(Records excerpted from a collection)

■ ■ ■ ■

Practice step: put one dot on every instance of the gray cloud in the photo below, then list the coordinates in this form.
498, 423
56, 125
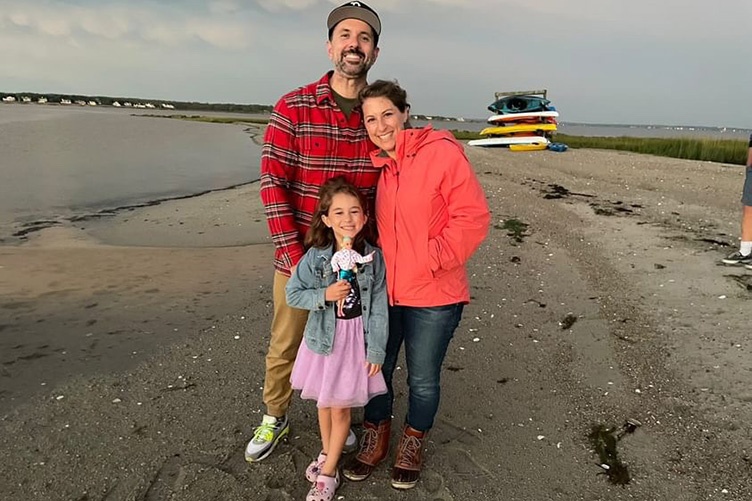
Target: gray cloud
613, 61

■ ■ ■ ■

**TASK INSTRUCTIONS:**
Set down the data again, exactly, without images.

**THE COMPLETED TASK:**
Practice step: put one dot on every instance of the gray cloud in the photo below, then list the coordinates in this form.
498, 423
56, 125
Target: gray cloud
613, 61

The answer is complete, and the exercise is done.